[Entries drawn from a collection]
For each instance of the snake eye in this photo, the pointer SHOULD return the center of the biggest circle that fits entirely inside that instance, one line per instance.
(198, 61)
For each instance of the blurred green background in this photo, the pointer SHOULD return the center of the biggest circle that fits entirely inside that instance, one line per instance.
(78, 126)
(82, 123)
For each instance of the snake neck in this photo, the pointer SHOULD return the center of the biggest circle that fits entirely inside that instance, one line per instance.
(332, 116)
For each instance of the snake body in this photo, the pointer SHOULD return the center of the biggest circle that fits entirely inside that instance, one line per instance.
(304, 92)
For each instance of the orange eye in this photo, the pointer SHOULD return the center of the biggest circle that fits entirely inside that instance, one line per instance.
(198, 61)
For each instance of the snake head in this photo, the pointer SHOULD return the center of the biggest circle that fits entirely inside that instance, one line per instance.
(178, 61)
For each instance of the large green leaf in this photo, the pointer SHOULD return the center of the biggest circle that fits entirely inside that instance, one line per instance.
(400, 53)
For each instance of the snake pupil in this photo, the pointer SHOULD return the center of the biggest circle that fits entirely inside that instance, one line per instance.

- Objective -
Copy the lines of the material above word for word, starting at the line that contains "For each instance of the orange" and ending at the last line of the material, including both of those lines.

- Solution below -
For each instance of the orange eye in this photo, the pointer SHOULD return the center of the biggest circle that fits entirely inside that instance, one line per instance.
(198, 61)
For each instance of the snake head in this photo, the pointer SHOULD return the center of the biggest circle that fits entirely inside that instance, one line per instance.
(178, 61)
For each instance of the large green leaf in this photo, the pointer SHOULD return the center of the biggest circle that fits entirely inside that instance, one line per instance.
(400, 53)
For each instance of the snake pupil in this photo, the pointer SHOULD return the center of the biggest circle that fits entirely inside that instance, one line per instance.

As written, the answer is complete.